* _Excerpted text_:
Info
License: Free - No license required. Available in all tiers.
CPU Probe¶
The CPU probe monitors processor performance across all major operating systems, providing comprehensive metrics for usage, load, and system-level CPU statistics.
Quick Start¶
Basic Configuration¶
Minimal Configuration¶
The CPU probe requires no mandatory parameters and works out-of-the-box with default settings.
Supported Platforms¶
- Windows: Windows Server 2012+ / Windows 10+
- Linux: All modern distributions (Ubuntu, RHEL, CentOS, Debian, etc.)
- macOS: macOS 10.13+ (with graceful degradation)
- BSD: FreeBSD, OpenBSD, NetBSD
Platform-specific metrics are automatically detected and collected based on the operating system.
macOS Platform Notes¶
On macOS, the gopsutil library has limited support for detailed CPU time metrics (cpu.Times()). The CPU probe implements graceful degradation:
- If detailed CPU times unavailable: Probe continues with load average metrics (cpu_load1, cpu_load5, cpu_load15)
- Always available: CPU usage percentage (cpu_usage_total, cpu_core_usage)
- Behavior: Logs warnings for unavailable metrics but remains active
This ensures the probe stays functional even when platform limitations exist, providing at minimum load average and usage percentage metrics.

* _Input data_:
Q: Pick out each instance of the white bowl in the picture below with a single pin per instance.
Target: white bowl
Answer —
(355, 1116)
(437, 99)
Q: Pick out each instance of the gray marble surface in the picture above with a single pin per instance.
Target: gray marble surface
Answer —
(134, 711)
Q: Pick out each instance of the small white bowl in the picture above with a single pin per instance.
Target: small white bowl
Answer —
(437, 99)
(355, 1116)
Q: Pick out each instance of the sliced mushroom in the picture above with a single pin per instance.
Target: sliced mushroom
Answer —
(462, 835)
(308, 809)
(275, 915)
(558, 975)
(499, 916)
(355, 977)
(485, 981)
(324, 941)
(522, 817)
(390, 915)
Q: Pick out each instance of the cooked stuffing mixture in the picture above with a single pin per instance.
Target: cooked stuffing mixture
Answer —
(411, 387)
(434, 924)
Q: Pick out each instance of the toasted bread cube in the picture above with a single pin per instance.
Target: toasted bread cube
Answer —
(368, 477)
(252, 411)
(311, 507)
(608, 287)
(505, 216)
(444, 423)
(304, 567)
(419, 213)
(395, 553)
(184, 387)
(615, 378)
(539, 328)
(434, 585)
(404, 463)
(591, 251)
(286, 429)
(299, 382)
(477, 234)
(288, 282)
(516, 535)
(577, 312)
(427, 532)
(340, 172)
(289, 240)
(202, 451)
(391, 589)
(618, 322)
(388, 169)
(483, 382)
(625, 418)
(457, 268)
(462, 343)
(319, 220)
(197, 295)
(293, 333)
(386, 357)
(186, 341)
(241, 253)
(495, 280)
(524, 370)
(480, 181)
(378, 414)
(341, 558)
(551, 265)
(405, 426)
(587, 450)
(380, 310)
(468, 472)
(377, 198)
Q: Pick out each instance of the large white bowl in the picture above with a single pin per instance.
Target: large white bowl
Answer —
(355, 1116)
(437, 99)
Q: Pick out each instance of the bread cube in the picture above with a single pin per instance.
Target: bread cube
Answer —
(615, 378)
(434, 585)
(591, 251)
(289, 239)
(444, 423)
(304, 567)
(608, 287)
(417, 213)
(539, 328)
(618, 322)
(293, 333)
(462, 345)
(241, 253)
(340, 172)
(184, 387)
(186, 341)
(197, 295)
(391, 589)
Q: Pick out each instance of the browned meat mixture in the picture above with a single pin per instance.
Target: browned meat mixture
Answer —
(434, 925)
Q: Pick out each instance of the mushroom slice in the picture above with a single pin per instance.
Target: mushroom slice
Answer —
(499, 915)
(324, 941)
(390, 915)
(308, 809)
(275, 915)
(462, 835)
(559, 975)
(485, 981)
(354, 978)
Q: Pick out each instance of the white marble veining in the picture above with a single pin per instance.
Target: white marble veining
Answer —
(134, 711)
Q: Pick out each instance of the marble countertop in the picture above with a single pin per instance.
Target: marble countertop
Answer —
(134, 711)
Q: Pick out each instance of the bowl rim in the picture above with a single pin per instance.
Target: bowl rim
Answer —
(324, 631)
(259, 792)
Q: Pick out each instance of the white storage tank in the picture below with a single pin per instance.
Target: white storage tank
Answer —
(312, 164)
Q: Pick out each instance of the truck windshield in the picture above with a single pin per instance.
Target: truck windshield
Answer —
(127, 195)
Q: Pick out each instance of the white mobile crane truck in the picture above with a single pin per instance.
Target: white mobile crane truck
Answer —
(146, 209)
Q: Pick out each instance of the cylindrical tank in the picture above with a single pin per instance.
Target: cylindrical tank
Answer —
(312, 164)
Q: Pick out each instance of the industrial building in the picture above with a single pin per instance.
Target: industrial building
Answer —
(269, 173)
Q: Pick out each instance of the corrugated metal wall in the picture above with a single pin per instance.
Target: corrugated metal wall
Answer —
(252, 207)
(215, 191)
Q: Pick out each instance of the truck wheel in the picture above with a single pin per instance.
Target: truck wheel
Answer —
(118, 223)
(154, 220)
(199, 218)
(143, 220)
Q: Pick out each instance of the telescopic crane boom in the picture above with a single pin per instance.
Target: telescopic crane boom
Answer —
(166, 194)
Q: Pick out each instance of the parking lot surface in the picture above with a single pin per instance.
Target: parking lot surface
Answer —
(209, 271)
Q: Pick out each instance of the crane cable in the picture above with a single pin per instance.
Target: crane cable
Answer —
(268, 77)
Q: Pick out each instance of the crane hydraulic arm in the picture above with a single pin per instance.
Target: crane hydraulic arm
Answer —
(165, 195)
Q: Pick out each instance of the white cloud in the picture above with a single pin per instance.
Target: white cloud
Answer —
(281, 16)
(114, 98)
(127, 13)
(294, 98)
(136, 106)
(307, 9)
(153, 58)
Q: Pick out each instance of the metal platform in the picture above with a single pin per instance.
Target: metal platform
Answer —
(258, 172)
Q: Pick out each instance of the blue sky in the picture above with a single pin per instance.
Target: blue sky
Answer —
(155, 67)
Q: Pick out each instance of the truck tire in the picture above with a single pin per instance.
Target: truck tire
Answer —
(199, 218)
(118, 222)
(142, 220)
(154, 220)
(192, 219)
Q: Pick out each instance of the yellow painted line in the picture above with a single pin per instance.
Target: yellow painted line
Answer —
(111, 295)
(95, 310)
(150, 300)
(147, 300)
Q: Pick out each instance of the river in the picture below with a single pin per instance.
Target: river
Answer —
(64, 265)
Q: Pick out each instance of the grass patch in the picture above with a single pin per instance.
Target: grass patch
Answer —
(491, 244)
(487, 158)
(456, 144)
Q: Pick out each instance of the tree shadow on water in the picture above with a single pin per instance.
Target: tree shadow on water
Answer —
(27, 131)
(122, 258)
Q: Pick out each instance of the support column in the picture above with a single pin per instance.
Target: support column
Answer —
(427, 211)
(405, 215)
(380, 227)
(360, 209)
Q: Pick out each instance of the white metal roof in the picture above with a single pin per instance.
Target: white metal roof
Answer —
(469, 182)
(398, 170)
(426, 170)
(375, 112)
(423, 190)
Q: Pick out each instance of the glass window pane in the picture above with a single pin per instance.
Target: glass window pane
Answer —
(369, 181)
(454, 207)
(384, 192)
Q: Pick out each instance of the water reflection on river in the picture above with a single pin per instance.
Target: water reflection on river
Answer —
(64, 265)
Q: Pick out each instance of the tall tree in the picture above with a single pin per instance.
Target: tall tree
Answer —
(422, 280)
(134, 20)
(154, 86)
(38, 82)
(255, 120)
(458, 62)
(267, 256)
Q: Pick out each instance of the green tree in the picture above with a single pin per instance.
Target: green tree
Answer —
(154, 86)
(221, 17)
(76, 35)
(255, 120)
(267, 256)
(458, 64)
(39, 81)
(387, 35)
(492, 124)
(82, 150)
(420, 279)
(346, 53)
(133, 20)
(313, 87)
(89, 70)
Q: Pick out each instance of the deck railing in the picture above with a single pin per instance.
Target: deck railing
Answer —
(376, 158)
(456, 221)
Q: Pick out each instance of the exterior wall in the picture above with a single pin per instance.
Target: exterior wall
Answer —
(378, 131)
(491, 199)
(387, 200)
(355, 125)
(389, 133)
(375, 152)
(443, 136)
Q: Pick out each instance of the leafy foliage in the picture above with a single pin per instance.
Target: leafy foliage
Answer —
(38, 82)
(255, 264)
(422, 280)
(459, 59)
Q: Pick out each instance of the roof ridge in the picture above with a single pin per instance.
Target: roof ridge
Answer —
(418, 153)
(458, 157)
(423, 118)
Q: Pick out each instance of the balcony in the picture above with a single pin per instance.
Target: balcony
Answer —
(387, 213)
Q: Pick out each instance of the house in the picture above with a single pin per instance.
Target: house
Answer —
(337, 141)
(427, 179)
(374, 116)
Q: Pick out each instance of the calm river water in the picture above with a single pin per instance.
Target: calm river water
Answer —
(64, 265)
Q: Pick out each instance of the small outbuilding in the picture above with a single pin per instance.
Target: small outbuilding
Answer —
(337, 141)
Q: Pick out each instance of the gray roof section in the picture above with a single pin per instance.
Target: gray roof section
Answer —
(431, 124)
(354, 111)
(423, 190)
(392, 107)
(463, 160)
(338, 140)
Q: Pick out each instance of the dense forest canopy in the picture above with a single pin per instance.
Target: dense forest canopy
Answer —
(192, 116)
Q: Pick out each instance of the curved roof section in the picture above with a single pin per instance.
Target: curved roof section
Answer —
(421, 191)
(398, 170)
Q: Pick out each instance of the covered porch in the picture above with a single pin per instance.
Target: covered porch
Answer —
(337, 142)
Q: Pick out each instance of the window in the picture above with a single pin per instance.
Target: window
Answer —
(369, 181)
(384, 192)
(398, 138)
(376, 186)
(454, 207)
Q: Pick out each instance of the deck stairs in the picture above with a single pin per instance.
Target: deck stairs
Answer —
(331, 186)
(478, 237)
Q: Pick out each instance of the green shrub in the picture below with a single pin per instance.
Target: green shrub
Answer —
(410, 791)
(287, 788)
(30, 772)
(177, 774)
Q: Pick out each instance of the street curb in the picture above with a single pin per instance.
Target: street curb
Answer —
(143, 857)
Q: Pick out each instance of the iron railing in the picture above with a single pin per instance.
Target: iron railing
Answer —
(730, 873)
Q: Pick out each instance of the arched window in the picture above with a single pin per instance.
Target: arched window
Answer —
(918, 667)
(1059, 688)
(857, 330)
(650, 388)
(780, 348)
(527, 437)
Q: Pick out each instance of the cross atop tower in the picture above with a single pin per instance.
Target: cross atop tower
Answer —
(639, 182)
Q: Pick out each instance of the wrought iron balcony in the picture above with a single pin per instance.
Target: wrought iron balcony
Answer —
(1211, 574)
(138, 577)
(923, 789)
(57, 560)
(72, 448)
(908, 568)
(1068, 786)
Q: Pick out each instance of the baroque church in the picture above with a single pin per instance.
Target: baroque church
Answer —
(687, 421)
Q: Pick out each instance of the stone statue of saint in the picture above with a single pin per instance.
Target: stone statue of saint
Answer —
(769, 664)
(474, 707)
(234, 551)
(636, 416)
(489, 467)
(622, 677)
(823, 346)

* _Instructions_:
1 > Repeat the CPU probe documentation between "- Always available: CPU" and "usage percentage metrics.", inclusive, switching "functional" to "operational".
2 > Resume the CPU probe documentation after its final sentence.

* _Task-by-task outputs_:
1 >
- Always available: CPU usage percentage (cpu_usage_total, cpu_core_usage)
- Behavior: Logs warnings for unavailable metrics but remains active
This ensures the probe stays operational even when platform limitations exist, providing at minimum load average and usage percentage metrics.

2 >
Key Metrics Summary¶
Cross-Platform Metrics¶
| Metric | Description | Available On |
|---|---|---|
cpu_usage_total |
Total CPU usage percentage (0-100%) | All platforms |
cpu_core_usage |
Per-core CPU usage percentage | All platforms |
cpu_user |
User-mode CPU time | All platforms |
cpu_system |
System-mode CPU time | All platforms |
cpu_irq |
Hardware interrupt time | All platforms |
cpu_softirq |
Software interrupt time | All platforms |
Unix/Linux/macOS Specific¶
| Metric | Description |
|---|---|
cpu_idle |
CPU idle time (seconds) |
cpu_nice |
CPU nice priority time (seconds) |
cpu_iowait |
CPU I/O wait time (seconds) |
cpu_steal |
CPU steal time for VMs (seconds) |
cpu_load1 |
Load average (1 minute) |
cpu_load5 |
Load average (5 minutes) |
cpu_load15 |
Load average (15 minutes) |
Windows Specific¶
| Metric | Description |
|---|---|
cpu_dpc_rate |
Deferred Procedure Calls per second |
cpu_dpc_queued |
DPCs queued per second |
cpu_interrupts |
Hardware interrupts per second |
cpu_queue_length |
Processor queue length |
Configuration Parameters¶
| Parameter | Type | Default | Description |
|---|---|---|---|
interval |
integer | 30 |
Collection interval in seconds |
Example Configurations¶
High-frequency monitoring (every 10 seconds):
Standard monitoring (every minute):
Monitoring Tool Integration¶
PRTG Network Monitor¶
Access CPU metrics in PRTG JSON format:
# All CPU metrics
curl http://localhost:8080/api/{agentkey}/prtg/metrics
# Configure PRTG HTTP Advanced Sensor:
# - URL: http://agent-host:8080/api/{agentkey}/prtg/metrics
# - Method: POST
# - Request body: {"probe": "cpu"}
PRTG Channels Available: - CPU Total Usage (%) - CPU Core 0-N Usage (%) - CPU User Time (% or seconds) - CPU System Time (% or seconds) - CPU Load Average (Linux/Unix) - DPC Rate & Interrupts (Windows)
Nagios¶
Access CPU metrics in Nagios format:
# All CPU metrics with performance data
curl http://localhost:8080/api/{agentkey}/nagios/metrics?probe=cpu
# Example output:
# OK - CPU monitoring active | cpu_usage_total=42.5%;80;90 cpu_load1=1.23;;;
Nagios Performance Data:
- cpu_usage_total - Total CPU usage with 80% warning, 90% critical
- cpu_load1, cpu_load5, cpu_load15 - Load averages (Unix)
- cpu_queue_length - Processor queue (Windows)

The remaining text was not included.